Provided passage –
==*==
Babbitt and her family began fighting with authorities at the Auschwitz-Birkenau State Museum and Memorial in 1973 after the discovery of six of her watercolor portraits of Roma (also known as gypsies). A seventh was found in 1977.
After several failed attempts to get the artwork returned — including State Department intervention spearheaded by then-Rep. Shelly Berkley of Nevada; the involvement of the David S. Wyman Institute for Holocaust Studies in Washington; and a petition signed by 400 comic-book legends, including Stan Lee, declaring that artwork belongs to the artist — a recent discovery by Babbitt’s youngest daughter delivered yet another emotional blow to the family.
“I had begun having an ominous feeling anyway as the anniversary of my mother’s death was approaching,” Karin Babbitt said about learning that her mother’s paintings would be part of a new exhibit at the National Museum in Krakow. “There was nothing worse that you could put in my face at that time.”
Along with the ongoing rightful ownership issue, Karin contends that the Oświęcim-based museum is in violation of a “permitted public use” agreement that prohibits it from profiting from Babbitt’s work, for example, by reproducing the watercolors in books the museum plans to sell. Pawel Sawicki of the museum’s press office responded: “For this exhibition, a catalogue has been prepared which contains all works from the exhibition. Using the images in the catalogue is allowed as so-called ‘permitted public use’ connected with promotion of the exhibition.”
==*==
Prompt A – In the listing, substitute "points" for "vertices" in everything from the line containing "neck -> masks, each instance" down to the end of the listing. Leave all other wording unchanged and return only those lines.
==*==
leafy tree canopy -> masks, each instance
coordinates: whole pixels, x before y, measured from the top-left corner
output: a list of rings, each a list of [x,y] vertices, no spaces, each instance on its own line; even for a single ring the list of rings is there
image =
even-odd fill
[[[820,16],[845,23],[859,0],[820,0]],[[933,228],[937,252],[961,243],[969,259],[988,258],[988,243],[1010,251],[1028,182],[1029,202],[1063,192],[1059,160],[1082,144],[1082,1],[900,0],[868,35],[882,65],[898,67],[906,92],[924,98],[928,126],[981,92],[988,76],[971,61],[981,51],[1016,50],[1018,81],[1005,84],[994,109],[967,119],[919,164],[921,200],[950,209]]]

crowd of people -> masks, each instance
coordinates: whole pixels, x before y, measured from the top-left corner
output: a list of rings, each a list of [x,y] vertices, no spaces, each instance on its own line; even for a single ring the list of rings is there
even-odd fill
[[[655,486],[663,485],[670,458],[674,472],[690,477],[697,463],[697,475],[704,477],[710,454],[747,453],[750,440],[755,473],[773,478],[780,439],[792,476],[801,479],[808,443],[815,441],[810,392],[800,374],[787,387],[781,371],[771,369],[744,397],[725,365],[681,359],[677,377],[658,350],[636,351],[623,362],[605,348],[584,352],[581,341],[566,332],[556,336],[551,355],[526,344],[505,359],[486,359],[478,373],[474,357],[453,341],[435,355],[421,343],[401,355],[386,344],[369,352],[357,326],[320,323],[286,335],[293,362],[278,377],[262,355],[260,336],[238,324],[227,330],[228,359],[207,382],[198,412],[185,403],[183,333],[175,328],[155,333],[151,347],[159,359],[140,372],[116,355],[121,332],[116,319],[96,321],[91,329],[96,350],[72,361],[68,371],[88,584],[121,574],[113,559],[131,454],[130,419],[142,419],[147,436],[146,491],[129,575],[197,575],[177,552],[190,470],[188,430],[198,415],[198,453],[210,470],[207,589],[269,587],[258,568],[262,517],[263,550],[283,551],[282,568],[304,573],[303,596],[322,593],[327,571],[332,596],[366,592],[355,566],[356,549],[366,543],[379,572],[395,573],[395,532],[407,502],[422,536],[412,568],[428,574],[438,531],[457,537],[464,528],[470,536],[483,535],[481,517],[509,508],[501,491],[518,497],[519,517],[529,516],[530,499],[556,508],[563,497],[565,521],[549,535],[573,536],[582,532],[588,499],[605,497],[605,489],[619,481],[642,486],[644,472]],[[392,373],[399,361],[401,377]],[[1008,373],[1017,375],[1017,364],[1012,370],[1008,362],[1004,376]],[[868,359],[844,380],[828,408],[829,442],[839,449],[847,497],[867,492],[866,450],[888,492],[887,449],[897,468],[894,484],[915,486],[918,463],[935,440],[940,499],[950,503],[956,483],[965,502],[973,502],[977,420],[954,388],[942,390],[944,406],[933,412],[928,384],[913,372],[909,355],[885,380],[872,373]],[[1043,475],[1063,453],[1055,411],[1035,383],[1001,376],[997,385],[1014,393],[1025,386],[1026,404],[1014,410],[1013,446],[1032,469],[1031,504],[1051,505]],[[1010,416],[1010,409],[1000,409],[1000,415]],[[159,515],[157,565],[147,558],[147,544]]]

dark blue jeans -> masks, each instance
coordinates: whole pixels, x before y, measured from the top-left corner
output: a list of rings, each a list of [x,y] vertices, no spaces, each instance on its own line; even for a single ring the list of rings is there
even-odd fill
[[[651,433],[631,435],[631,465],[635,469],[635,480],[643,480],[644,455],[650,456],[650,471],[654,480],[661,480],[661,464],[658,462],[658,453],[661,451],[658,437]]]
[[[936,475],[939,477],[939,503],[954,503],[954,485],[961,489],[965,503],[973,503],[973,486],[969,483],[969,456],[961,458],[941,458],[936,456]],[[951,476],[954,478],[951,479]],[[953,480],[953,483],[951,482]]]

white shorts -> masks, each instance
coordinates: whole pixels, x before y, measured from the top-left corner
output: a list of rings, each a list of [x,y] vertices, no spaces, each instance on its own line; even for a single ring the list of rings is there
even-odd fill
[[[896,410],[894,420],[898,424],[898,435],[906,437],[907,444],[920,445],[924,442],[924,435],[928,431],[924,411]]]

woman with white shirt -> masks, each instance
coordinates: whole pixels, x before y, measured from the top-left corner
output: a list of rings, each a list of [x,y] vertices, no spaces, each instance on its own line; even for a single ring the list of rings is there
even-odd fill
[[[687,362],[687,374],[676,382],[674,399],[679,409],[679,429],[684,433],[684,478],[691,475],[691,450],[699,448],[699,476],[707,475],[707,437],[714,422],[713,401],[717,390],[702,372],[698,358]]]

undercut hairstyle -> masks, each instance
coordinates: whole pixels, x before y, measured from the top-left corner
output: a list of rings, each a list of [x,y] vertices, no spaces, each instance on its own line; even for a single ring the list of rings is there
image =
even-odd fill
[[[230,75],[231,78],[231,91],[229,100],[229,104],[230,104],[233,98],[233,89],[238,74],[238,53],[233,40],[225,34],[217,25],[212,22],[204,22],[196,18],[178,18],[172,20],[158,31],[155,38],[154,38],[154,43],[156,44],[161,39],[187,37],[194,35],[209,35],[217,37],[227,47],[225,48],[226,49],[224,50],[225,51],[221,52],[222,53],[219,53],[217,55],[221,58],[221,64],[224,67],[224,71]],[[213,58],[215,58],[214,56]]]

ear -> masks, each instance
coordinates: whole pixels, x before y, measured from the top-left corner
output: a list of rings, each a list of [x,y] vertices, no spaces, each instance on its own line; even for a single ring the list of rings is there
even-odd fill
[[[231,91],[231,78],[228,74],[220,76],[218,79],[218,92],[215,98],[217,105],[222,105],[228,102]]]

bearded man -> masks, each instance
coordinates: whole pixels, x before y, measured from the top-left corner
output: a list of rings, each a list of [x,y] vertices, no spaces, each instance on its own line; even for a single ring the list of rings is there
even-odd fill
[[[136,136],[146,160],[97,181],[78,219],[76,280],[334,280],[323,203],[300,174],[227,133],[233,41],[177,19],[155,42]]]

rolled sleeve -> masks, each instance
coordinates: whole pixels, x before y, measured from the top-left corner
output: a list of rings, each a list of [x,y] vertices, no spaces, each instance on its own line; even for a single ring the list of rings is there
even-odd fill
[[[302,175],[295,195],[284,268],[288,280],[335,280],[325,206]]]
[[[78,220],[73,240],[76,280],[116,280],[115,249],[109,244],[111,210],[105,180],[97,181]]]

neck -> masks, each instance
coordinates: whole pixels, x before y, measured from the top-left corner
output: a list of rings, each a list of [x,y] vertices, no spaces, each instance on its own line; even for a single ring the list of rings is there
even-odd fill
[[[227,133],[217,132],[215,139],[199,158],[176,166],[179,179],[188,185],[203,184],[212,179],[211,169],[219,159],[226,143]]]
==*==
Prompt B – Write out everything from "Babbitt and her" down to "found in 1977." in the passage about the Babbitt watercolors, copying it word for word.

Final result A –
neck -> masks, each instance
coordinates: whole pixels, x before y, measured from the top-left corner
output: a list of rings, each a list of [x,y] points, no spaces, each instance on its own line; even for a single ring the list of rings is there
even-odd fill
[[[227,133],[217,132],[215,139],[199,158],[176,166],[179,179],[188,185],[203,184],[212,179],[211,169],[219,159],[226,143]]]

Final result B –
Babbitt and her family began fighting with authorities at the Auschwitz-Birkenau State Museum and Memorial in 1973 after the discovery of six of her watercolor portraits of Roma (also known as gypsies). A seventh was found in 1977.